Passage shown:

--- START ---

R/live.R

Defines functions as_key_desc has_chromote html_element.LiveHTML html_elements.LiveHTML html_table.LiveHTML now read_html_live

Documented in read_html_live

#' Live web scraping (with chromote)
#'
#' @description
#' `r lifecycle::badge("experimental")`
#'
#' [read_html()] operates on the HTML source code downloaded from the server.
#' This works for most websites but can fail if the site uses javascript to
#' generate the HTML. `read_html_live()` provides an alternative interface
#' that runs a live web browser (Chrome) in the background. This allows you to
#' access elements of the HTML page that are generated dynamically by javascript
#' and to interact with the live page by clicking on buttons or typing in
#' forms.
#'
#' Behind the scenes, this function uses the
#' [chromote](https://rstudio.github.io/chromote/) package, which requires that
#' you have a copy of [Google Chrome](https://www.google.com/chrome/) installed
#' on your machine.
#'
#' @return `read_html_live()` returns an R6 [LiveHTML] object. You can interact
#'   with this object using the usual rvest functions, or call its methods,
#'   like `$click()`, `$scroll_to()`, and `$type()` to interact with the live
#'   page like a human would.
#' @param url Website url to read from.
#' @export
#' @examples
#' \dontrun{
#' # When we retrieve the raw HTML for this site, it doesn't contain the
#' # data we're interested in:
#' static <- read_html("https://www.forbes.com/top-colleges/")
#' static %>% html_elements(".TopColleges2023_tableRow__BYOSU")
#'
#' # Instead, we need to run the site in a real web browser, causing it to
#' # download a JSON file and then dynamically generate the html:
#'
#' sess <- read_html_live("https://www.forbes.com/top-colleges/")
#' sess$view()
#' rows <- sess %>% html_elements(".TopColleges2023_tableRow__BYOSU")
#' rows %>% html_element(".TopColleges2023_organizationName__J1lEV") %>% html_text()
#' rows %>% html_element(".grant-aid") %>% html_text()
#' }
read_html_live <- function(url) {
  check_installed(c("chromote", "R6"))
  LiveHTML$new(url)
}

#' Interact with a live web page
#'
#' @description
#' `r lifecycle::badge("experimental")`
#'
#' You construct an LiveHTML object with [read_html_live()] and then interact,
#' like you're a human, using the methods described below. When debugging a
#' scraping script it is particularly useful to use `$view()`, which will open
#' a live preview of the site, and you can actually see each of the operations
#' performed on the real site.
#'
#' rvest provides relatively simple methods for scrolling, typing, and
#' clicking. For richer interaction, you probably want to use a package
#' that exposes a more powerful user interface, like
#' [selendir](https://ashbythorpe.github.io/selenider/).
#'
#' @export
#' @examples
#' \dontrun{
#' # To retrieve data for this paginated site, we need to repeatedly push
#' # the "Load More" button
#' sess <- read_html_live("https://www.bodybuilding.com/exercises/finder")
#' sess$view()
#'
#' sess %>% html_elements(".ExResult-row") %>% length()
#' sess$click(".ExLoadMore-btn")
#' sess %>% html_elements(".ExResult-row") %>% length()
#' sess$click(".ExLoadMore-btn")

--- END ---

Data extract:
--- START ---

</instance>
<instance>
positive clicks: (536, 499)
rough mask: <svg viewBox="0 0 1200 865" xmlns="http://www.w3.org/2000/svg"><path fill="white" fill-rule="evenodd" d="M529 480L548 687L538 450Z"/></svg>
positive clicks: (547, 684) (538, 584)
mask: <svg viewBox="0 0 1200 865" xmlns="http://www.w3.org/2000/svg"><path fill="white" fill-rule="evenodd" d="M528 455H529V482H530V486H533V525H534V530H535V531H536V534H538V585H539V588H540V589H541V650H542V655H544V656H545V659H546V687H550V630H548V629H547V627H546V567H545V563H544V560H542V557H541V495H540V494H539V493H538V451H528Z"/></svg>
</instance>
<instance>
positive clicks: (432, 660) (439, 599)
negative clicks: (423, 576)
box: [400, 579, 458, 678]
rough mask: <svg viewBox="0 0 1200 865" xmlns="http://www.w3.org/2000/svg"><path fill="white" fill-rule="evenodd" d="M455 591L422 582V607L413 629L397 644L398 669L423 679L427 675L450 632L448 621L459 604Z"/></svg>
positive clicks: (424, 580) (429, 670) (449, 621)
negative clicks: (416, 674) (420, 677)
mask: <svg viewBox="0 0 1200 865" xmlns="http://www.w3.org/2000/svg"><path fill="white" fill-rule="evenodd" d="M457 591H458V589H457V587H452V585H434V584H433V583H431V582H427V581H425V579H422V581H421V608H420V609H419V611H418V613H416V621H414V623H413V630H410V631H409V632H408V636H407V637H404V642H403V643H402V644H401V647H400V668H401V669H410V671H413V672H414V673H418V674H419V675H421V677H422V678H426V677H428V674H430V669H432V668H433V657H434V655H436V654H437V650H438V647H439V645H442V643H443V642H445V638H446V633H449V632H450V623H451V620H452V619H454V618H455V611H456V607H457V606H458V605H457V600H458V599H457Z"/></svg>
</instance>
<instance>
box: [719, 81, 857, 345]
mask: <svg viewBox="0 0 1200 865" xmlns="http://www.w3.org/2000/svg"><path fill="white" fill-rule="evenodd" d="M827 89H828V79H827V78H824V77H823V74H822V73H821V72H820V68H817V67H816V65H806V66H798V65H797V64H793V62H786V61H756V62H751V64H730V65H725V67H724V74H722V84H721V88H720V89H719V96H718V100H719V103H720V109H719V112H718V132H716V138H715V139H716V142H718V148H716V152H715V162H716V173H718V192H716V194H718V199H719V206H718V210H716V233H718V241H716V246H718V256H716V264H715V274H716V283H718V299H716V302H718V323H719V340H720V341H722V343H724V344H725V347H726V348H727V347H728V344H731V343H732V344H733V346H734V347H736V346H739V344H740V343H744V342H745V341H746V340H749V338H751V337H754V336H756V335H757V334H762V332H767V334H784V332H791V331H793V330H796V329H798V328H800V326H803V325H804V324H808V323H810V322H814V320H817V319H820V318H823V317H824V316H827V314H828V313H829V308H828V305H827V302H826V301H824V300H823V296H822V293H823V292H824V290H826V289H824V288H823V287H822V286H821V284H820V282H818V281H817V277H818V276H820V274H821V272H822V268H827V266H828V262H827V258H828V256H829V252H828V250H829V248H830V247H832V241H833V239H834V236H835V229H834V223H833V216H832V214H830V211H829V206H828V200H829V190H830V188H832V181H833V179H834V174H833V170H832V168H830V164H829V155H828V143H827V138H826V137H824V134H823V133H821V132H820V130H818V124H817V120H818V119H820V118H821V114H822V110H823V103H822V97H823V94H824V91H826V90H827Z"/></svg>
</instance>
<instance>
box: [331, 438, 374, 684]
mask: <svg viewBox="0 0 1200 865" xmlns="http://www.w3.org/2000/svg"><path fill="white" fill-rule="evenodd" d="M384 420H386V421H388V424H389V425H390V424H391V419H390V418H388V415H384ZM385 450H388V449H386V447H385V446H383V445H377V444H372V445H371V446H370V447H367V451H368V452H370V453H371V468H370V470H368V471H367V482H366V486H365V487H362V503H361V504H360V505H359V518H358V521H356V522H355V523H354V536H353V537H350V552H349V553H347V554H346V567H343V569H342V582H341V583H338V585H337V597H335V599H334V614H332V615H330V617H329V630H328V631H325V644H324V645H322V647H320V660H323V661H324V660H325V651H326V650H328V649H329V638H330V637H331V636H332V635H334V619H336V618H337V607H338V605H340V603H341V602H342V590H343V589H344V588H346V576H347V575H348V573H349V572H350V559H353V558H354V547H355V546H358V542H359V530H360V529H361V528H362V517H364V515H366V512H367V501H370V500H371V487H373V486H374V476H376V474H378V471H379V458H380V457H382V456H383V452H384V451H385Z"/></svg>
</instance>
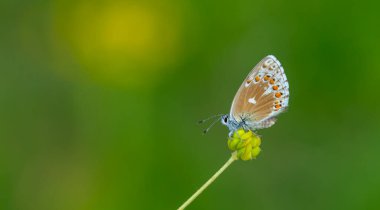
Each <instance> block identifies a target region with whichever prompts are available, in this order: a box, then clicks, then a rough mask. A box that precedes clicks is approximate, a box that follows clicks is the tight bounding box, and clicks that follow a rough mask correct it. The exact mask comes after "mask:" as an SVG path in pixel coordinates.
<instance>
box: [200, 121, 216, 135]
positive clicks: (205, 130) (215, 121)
mask: <svg viewBox="0 0 380 210" xmlns="http://www.w3.org/2000/svg"><path fill="white" fill-rule="evenodd" d="M218 121H219V119H216V120H214V122H212V123H211V125H210V126H208V128H206V129H204V130H203V135H205V134H207V133H208V132H209V131H210V129H211V128H212V127H214V125H215V124H216V123H217V122H218Z"/></svg>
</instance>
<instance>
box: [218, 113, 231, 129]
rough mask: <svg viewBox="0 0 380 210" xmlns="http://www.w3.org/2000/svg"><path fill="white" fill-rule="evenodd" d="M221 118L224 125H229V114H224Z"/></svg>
mask: <svg viewBox="0 0 380 210" xmlns="http://www.w3.org/2000/svg"><path fill="white" fill-rule="evenodd" d="M220 120H221V122H222V124H223V125H227V126H228V123H229V121H230V119H229V116H228V114H226V115H223V116H222V117H221V118H220Z"/></svg>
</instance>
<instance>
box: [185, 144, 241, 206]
mask: <svg viewBox="0 0 380 210" xmlns="http://www.w3.org/2000/svg"><path fill="white" fill-rule="evenodd" d="M237 159H238V158H237V152H236V151H235V152H233V153H232V155H231V157H230V159H228V161H227V162H226V163H225V164H224V165H223V166H222V167H221V168H220V169H219V170H218V171H217V172H216V173H215V174H214V175H213V176H212V177H211V178H210V179H209V180H208V181H207V182H206V183H204V184H203V186H202V187H201V188H199V189H198V190H197V191H196V192H195V193H194V194H193V195H192V196H191V197H190V198H189V199H187V201H186V202H185V203H183V204H182V206H180V207H179V208H178V210H183V209H185V208H186V207H187V206H188V205H189V204H190V203H191V202H193V201H194V200H195V198H197V197H198V195H200V194H201V193H202V192H203V191H204V190H205V189H206V188H207V187H208V186H209V185H210V184H211V183H213V182H214V181H215V179H216V178H218V177H219V175H220V174H222V173H223V171H224V170H226V168H228V166H230V165H231V163H233V162H234V161H235V160H237Z"/></svg>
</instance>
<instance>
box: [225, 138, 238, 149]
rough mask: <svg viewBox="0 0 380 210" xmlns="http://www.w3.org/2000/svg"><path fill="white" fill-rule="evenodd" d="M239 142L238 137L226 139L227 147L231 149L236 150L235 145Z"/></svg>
mask: <svg viewBox="0 0 380 210" xmlns="http://www.w3.org/2000/svg"><path fill="white" fill-rule="evenodd" d="M239 142H240V139H238V138H233V139H228V148H229V149H230V150H232V151H234V150H236V146H237V144H238V143H239Z"/></svg>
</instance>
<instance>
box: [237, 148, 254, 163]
mask: <svg viewBox="0 0 380 210" xmlns="http://www.w3.org/2000/svg"><path fill="white" fill-rule="evenodd" d="M239 151H242V152H241V154H240V159H242V160H250V159H252V147H251V145H248V146H247V147H244V148H242V149H241V150H239ZM238 154H239V152H238Z"/></svg>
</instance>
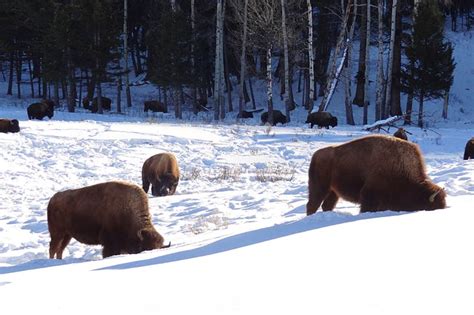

--- END ---

Work to complete:
**a)** In the read_html_live source, what program does the chromote package require on your machine?
**b)** From the read_html_live source, extract the text from "LiveHTML$new(url)" up to and including "the real site.".

Solutions per task:
**a)** A copy of Google Chrome.

**b)**
LiveHTML$new(url)
}

#' Interact with a live web page
#'
#' @description
#' `r lifecycle::badge("experimental")`
#'
#' You construct an LiveHTML object with [read_html_live()] and then interact,
#' like you're a human, using the methods described below. When debugging a
#' scraping script it is particularly useful to use `$view()`, which will open
#' a live preview of the site, and you can actually see each of the operations
#' performed on the real site.